» **What the exercise asks**
Your answer should be the lines from the one containing "[point] at the white field" through the final line below, copied exactly.

(Point localization data)

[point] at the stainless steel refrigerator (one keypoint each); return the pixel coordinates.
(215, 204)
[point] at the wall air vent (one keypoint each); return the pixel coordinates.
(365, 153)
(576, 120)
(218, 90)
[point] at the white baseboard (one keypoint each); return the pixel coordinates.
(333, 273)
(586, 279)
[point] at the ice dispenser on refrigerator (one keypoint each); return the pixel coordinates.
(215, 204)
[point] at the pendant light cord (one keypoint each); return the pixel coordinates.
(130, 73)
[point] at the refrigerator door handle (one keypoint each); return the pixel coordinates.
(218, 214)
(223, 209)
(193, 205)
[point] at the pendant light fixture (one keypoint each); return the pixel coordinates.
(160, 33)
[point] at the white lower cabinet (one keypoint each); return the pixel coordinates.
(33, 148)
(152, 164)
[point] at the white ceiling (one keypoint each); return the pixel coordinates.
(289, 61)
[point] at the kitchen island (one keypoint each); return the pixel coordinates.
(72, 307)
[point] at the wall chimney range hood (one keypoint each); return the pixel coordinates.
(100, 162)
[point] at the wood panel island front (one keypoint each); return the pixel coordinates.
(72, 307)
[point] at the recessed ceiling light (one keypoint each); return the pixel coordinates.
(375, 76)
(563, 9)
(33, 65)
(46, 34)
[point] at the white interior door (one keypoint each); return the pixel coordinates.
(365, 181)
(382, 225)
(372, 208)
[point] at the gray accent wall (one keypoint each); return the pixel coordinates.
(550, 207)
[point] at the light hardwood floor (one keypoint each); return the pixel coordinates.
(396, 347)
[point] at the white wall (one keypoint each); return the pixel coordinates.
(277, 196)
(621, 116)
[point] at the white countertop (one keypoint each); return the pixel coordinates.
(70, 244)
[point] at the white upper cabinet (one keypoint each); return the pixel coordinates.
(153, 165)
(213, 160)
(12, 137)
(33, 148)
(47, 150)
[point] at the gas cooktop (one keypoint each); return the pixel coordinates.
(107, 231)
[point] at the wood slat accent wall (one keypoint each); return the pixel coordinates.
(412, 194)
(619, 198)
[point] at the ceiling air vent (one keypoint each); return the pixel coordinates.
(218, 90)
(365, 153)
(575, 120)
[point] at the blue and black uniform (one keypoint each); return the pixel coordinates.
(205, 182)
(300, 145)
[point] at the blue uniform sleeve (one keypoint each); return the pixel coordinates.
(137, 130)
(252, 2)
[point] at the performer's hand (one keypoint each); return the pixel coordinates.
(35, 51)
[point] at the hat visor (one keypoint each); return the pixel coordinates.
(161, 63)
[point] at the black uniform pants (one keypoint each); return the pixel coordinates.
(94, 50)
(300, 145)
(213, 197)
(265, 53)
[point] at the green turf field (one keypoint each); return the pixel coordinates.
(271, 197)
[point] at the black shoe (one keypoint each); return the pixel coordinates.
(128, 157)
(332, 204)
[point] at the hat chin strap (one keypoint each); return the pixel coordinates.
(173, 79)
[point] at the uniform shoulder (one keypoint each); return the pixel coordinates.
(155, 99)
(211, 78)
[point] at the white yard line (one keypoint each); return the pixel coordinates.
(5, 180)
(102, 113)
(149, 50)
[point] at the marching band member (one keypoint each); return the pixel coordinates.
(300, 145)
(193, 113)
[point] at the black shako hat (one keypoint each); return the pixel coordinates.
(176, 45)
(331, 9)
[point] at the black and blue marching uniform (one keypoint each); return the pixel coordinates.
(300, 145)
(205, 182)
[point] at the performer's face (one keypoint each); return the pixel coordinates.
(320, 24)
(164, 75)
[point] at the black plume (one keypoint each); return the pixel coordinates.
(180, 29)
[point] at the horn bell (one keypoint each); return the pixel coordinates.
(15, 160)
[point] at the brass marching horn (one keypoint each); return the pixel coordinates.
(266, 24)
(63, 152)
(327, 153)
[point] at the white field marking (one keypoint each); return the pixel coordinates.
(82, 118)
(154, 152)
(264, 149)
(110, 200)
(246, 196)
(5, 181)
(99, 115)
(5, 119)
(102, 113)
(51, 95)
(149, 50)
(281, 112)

» **Written solution**
[point] at the white field marking (one keypoint each); return the pixel coordinates.
(82, 118)
(154, 152)
(264, 149)
(110, 200)
(246, 196)
(5, 181)
(99, 115)
(5, 119)
(102, 113)
(51, 95)
(149, 50)
(281, 112)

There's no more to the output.